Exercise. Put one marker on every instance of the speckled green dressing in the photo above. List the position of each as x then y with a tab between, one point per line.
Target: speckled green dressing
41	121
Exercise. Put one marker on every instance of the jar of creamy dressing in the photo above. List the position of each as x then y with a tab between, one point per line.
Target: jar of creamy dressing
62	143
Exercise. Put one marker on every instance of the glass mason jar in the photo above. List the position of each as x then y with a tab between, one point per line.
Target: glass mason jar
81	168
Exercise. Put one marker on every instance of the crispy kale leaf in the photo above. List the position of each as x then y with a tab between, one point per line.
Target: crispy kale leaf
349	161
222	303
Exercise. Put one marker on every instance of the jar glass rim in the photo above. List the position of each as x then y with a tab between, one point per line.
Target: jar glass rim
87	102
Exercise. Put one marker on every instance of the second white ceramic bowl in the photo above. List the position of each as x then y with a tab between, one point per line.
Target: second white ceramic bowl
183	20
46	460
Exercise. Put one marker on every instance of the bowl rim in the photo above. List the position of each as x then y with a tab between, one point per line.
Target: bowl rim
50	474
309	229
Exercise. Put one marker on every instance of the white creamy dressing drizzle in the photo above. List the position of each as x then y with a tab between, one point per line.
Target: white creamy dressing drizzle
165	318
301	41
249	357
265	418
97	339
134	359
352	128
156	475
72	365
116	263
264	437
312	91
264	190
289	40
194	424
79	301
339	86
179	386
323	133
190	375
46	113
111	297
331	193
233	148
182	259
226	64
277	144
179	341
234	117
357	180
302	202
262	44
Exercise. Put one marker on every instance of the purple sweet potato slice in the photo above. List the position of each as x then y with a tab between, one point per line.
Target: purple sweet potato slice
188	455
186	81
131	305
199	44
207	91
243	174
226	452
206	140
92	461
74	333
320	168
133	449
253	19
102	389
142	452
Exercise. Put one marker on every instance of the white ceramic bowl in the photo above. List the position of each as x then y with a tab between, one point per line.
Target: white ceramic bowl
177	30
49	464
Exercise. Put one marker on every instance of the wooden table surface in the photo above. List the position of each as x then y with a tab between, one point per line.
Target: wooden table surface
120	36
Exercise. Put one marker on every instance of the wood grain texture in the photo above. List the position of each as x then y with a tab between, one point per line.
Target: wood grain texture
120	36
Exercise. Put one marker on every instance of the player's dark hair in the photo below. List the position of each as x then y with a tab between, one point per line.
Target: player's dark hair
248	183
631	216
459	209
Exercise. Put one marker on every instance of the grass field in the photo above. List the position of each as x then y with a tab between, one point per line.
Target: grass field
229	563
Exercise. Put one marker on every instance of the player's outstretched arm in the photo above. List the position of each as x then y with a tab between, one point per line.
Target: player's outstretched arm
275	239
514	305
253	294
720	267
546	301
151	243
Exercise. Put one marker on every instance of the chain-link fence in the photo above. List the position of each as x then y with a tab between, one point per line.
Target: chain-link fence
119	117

▶ _Exercise directions_:
Please repeat the listing exactly, with nothing left out.

▶ _Correct result_:
Exercise. Put one marker on every instance of the speckled green dressing in the photo above. List the position of each as x then y with a tab between, one point per line.
Target: speckled green dressing
41	121
Exercise. Put one marker on every instance of the jar of creamy dressing in the photo above. List the position of each as x then y with a tab between, one point per line.
Target: jar of creamy dressing
62	143
Exercise. Put one marker on every instance of the glass mason jar in the photo above. List the position of each as x then y with a tab between, one point per line.
Target: glass mason jar
81	168
Exercise. Put one marker on every instance of the crispy kale leaf in the photo above. List the position of each as x then y with a tab between, one point per line.
Target: crispy kale leaf
349	161
222	303
Exercise. Put one marker on every instance of the jar glass rim in the photo above. List the position of each as x then y with a tab between, one point per line.
Target: jar glass rim
87	102
Exercise. Put one marker on every instance of the second white ceramic bowl in the photo above. List the position of each as x then y with a tab between, one point per line.
Target: second white ceramic bowl
183	20
46	460
Exercise. Put one marker on every instance of the bowl rim in the photo above. List the position of each as x then y with a tab between, one point per line.
Target: bowl rim
50	474
309	229
Exercise. Put one marker on every instance of the white creamy dressing drizzle in the photo above. List the position of each as x then y with a tab between, one point per line.
Target: white creamy dressing drizzle
165	318
301	41
249	357
265	418
97	339
134	359
352	128
156	475
72	365
116	263
264	437
312	91
264	190
289	40
194	424
79	301
339	86
179	386
323	133
190	375
46	113
111	297
331	193
233	148
182	259
226	64
277	144
179	341
234	117
357	180
302	202
262	44
Exercise. Put one marker on every instance of the purple sweet potato slice in the photo above. List the position of each as x then y with a tab between, one point per line.
Target: purple sweet potato slice
188	455
186	81
131	305
199	44
207	91
243	174
226	452
206	140
92	461
74	333
320	168
133	449
253	19
102	389
142	452
Exercise. Put one marker on every instance of the white ceramic bowl in the photo above. List the position of each as x then y with a tab between, one point per line.
Target: white ceramic bowl
177	30
49	464
Exercise. Put one marker on every instance of the wooden table surface in the photo above. List the position of each as x then y with a tab between, one point per line.
Target: wooden table surface
120	36
Exercise. Put one marker on every instance of the wood grain texture in the photo above. List the position of each as x then y with a tab between, one point per line.
Target: wood grain texture
120	36
Exercise. Put one marker on every instance of the player's dark hair in the photo below. List the position of each as x then y with a tab between, one point per line.
Target: player's dark hair
248	183
631	216
459	209
Exercise. Put one marker on every instance of the grass field in the photo above. List the position of each as x then y with a tab between, one point per line.
Target: grass field
229	563
Exercise. Put one marker on every instance of the player's outstretched arm in the photo above. List the position of each as x then y with a tab between, one point per line.
Target: player's outstretched arm
275	239
514	305
253	294
720	267
546	301
151	243
Exercise. Put one marker on every instance of the chain-link fence in the photo above. List the position of each as x then y with a tab between, one point per line.
Target: chain-link fence
119	117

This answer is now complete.